» Challenge
Can you pull out every line in the entries below that contains the word "comma", matching its case, and copy those lines as they appear?
-.-.-
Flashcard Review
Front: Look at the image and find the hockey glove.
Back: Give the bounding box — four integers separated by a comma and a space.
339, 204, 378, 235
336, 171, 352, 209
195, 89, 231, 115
-.-.-
» Exercise response
Back: Give the bounding box — four integers separated by a comma and a space.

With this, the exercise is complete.